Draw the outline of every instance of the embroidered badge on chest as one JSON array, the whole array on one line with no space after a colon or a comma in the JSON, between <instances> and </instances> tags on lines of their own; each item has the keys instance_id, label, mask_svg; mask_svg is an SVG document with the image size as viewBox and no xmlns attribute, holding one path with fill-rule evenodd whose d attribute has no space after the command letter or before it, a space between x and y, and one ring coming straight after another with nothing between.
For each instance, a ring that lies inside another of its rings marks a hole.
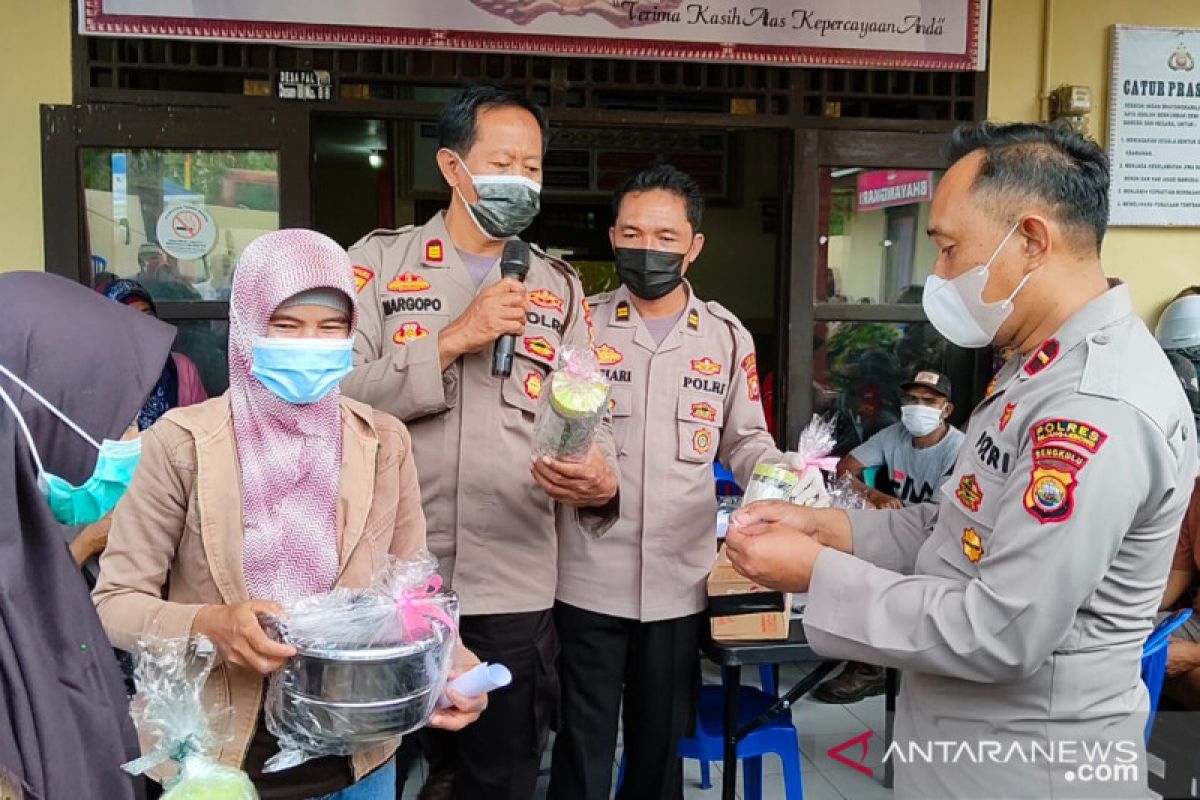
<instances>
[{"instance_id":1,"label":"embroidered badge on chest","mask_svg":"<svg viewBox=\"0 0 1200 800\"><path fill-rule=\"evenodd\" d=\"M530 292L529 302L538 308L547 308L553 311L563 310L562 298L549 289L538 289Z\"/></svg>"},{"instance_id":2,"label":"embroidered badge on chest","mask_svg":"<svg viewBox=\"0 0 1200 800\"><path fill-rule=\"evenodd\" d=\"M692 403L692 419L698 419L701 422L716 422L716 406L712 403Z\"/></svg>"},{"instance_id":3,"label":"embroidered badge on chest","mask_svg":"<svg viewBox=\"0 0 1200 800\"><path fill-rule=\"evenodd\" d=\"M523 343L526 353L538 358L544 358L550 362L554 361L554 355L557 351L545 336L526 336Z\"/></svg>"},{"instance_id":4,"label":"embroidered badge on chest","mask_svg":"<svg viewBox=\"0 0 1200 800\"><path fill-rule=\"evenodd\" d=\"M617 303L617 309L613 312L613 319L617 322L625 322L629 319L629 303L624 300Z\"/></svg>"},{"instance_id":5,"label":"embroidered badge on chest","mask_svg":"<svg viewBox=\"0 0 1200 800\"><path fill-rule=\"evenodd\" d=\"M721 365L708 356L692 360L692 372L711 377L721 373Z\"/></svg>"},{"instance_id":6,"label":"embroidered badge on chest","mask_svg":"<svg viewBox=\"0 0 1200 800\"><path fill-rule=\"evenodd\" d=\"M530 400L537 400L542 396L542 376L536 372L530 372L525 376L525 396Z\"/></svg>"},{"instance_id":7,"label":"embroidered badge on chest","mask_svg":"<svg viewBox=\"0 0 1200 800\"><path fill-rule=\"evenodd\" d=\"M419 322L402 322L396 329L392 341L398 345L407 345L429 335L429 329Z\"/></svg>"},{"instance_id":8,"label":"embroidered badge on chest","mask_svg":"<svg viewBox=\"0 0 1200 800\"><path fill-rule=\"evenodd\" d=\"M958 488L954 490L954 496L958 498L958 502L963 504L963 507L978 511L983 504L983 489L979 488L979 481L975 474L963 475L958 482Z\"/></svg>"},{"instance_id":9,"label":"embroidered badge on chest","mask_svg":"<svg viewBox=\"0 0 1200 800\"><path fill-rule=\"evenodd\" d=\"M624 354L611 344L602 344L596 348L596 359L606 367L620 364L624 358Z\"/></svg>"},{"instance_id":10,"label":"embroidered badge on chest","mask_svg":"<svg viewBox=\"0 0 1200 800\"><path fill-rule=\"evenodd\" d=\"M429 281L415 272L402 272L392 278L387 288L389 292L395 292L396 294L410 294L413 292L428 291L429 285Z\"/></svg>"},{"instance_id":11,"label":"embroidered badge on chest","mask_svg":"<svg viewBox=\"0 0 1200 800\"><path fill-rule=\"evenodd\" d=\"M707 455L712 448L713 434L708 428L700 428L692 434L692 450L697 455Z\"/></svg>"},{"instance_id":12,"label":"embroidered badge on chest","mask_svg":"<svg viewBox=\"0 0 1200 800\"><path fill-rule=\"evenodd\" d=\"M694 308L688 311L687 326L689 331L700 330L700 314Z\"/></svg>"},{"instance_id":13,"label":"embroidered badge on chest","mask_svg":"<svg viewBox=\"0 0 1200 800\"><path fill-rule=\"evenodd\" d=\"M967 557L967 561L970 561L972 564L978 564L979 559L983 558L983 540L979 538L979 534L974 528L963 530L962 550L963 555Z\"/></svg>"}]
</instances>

● **Work task**
A faithful copy of the records above, without images, is what to give back.

● **Answer below**
Draw the outline of every instance of the embroidered badge on chest as one JSON array, the whole array on one line with no space after a colon or a comma in the JSON, between <instances> and </instances> tags on lines of their own; each item has the keys instance_id, label, mask_svg; mask_svg is an SVG document with the image size as viewBox and no xmlns attribute, holding one path with fill-rule evenodd whose d attribute has no space after the command letter or before it, a space between x and y, and one ring coming straight after another with nothing between.
For each instance, a ring that lies inside another of its rings marks a hole.
<instances>
[{"instance_id":1,"label":"embroidered badge on chest","mask_svg":"<svg viewBox=\"0 0 1200 800\"><path fill-rule=\"evenodd\" d=\"M530 292L529 302L538 308L547 308L553 311L563 310L562 298L549 289L538 289Z\"/></svg>"},{"instance_id":2,"label":"embroidered badge on chest","mask_svg":"<svg viewBox=\"0 0 1200 800\"><path fill-rule=\"evenodd\" d=\"M692 403L692 419L698 419L701 422L716 422L716 406L712 403Z\"/></svg>"},{"instance_id":3,"label":"embroidered badge on chest","mask_svg":"<svg viewBox=\"0 0 1200 800\"><path fill-rule=\"evenodd\" d=\"M523 343L526 353L538 358L544 358L550 362L554 361L554 355L557 351L545 336L526 336Z\"/></svg>"},{"instance_id":4,"label":"embroidered badge on chest","mask_svg":"<svg viewBox=\"0 0 1200 800\"><path fill-rule=\"evenodd\" d=\"M617 303L617 309L613 312L613 319L617 322L625 322L629 319L629 303L624 300Z\"/></svg>"},{"instance_id":5,"label":"embroidered badge on chest","mask_svg":"<svg viewBox=\"0 0 1200 800\"><path fill-rule=\"evenodd\" d=\"M721 365L708 356L692 360L692 372L711 377L721 373Z\"/></svg>"},{"instance_id":6,"label":"embroidered badge on chest","mask_svg":"<svg viewBox=\"0 0 1200 800\"><path fill-rule=\"evenodd\" d=\"M530 400L537 400L542 396L542 376L536 372L530 372L525 376L525 396Z\"/></svg>"},{"instance_id":7,"label":"embroidered badge on chest","mask_svg":"<svg viewBox=\"0 0 1200 800\"><path fill-rule=\"evenodd\" d=\"M419 322L402 322L396 329L392 341L398 345L407 345L429 335L429 329Z\"/></svg>"},{"instance_id":8,"label":"embroidered badge on chest","mask_svg":"<svg viewBox=\"0 0 1200 800\"><path fill-rule=\"evenodd\" d=\"M958 488L954 490L954 496L958 498L958 502L963 504L963 507L978 511L983 504L983 489L979 488L979 481L975 474L963 475L958 482Z\"/></svg>"},{"instance_id":9,"label":"embroidered badge on chest","mask_svg":"<svg viewBox=\"0 0 1200 800\"><path fill-rule=\"evenodd\" d=\"M624 354L611 344L602 344L596 348L596 359L606 367L620 364L624 358Z\"/></svg>"},{"instance_id":10,"label":"embroidered badge on chest","mask_svg":"<svg viewBox=\"0 0 1200 800\"><path fill-rule=\"evenodd\" d=\"M429 281L415 272L402 272L392 278L387 288L389 292L395 292L396 294L410 294L413 292L428 291L429 285Z\"/></svg>"},{"instance_id":11,"label":"embroidered badge on chest","mask_svg":"<svg viewBox=\"0 0 1200 800\"><path fill-rule=\"evenodd\" d=\"M707 455L712 448L713 434L708 428L700 428L692 434L692 450L697 455Z\"/></svg>"},{"instance_id":12,"label":"embroidered badge on chest","mask_svg":"<svg viewBox=\"0 0 1200 800\"><path fill-rule=\"evenodd\" d=\"M694 308L688 311L687 326L689 331L700 330L700 314Z\"/></svg>"},{"instance_id":13,"label":"embroidered badge on chest","mask_svg":"<svg viewBox=\"0 0 1200 800\"><path fill-rule=\"evenodd\" d=\"M967 557L967 561L970 561L972 564L978 564L979 559L983 558L983 540L979 538L979 534L974 528L963 530L962 550L963 555Z\"/></svg>"}]
</instances>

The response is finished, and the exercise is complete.